Franco Cassano, “Modernizzare stanca”
Se la terra di nessuno di cui parla Cassano
potesse avere uno spazio preciso, un nome e un tempo
nella mia storia, la chiamerei Albania.
Ci sono stata quest’estate, partecipando ad
un campo organizzato dai Comboniani e
dall’associazione italo-albanese Agimi. Faccio una
gran fatica a parlarne, e a mettere ordine in quel
guazzabuglio caotico di suoni, volti, sapori, storie
che quest’esperienza rievoca dentro di me.
La mia prima immagine dell’Albania mi riporta
al vecchio traghetto che da Brindisi ci ha condotti
fino al porto di Valona; un groviglio caotico e
variopinto di bambini, donne e uomini stipati un po’
dovunque, alla buona, e l’impressione di ritrovarsi
catapultati in un altro mondo, magari indietro nel
tempo.
Seduta su una grossa cima arrotolata e sporca di
grasso, ho trascorso l’intera nottata ad ascoltare
le storie di Menelao, poeta migrante, vibrante
d’amore per la sua terra.
A qualche ora di distanza, appena reduci da un viaggio
rocambolesco, ci siamo ritrovati immersi nelle
maestose montagne albanesi, accolti a sorsi di raki
dagli uomini di Velcë, il piccolo e sperduto
villaggio a sud di Valona che ci ha ospitato per
tredici giorni.

Compiti assegnati —
a: Aggiorni il brano sull'Albania da "Se la terra" a "dentro di me.", mettendo "l’estate scorsa" al posto di "quest’estate".
b: Per ciascuna delle affermazioni seguenti stabilisca se concorda con il brano sull'Albania, citando le parole decisive: (i) il traghetto è partito da Brindisi; (ii) Velcë si trova a nord di Valona; (iii) il gruppo è stato ospitato nel villaggio per tredici giorni.

Dati forniti —
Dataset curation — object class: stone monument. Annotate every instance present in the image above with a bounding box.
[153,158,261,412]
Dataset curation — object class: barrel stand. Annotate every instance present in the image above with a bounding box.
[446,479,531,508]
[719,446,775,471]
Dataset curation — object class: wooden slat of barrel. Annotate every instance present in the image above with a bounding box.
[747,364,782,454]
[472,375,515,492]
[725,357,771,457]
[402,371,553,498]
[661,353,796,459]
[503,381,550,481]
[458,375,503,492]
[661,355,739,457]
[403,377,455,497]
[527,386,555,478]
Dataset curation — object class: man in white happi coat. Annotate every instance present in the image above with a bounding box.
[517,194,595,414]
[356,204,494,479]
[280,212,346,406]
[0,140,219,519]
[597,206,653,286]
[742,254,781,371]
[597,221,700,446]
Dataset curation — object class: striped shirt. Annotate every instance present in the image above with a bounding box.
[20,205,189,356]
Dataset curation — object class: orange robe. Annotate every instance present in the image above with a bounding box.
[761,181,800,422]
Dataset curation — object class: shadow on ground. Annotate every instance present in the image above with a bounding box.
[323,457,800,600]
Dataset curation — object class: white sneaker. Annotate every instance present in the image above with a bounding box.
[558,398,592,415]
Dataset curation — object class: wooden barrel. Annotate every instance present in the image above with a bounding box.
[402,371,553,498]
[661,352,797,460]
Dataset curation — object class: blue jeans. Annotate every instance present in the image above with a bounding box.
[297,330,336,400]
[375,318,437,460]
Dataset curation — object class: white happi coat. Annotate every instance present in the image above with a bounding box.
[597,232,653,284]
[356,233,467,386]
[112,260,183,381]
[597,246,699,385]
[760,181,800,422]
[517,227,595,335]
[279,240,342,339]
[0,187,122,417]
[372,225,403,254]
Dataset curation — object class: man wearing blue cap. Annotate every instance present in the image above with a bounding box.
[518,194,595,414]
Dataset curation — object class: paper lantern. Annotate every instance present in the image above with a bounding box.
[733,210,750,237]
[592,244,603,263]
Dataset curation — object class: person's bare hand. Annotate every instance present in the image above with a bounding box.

Risposte attese —
a:
Se la terra di nessuno di cui parla Cassano
potesse avere uno spazio preciso, un nome e un tempo
nella mia storia, la chiamerei Albania.
Ci sono stata l’estate scorsa, partecipando ad
un campo organizzato dai Comboniani e
dall’associazione italo-albanese Agimi. Faccio una
gran fatica a parlarne, e a mettere ordine in quel
guazzabuglio caotico di suoni, volti, sapori, storie
che quest’esperienza rievoca dentro di me.

b:
(i) Sì: «che da Brindisi ci ha condotti fino al porto di Valona».
(ii) No: «villaggio a sud di Valona».
(iii) Sì: «ci ha ospitato per tredici giorni».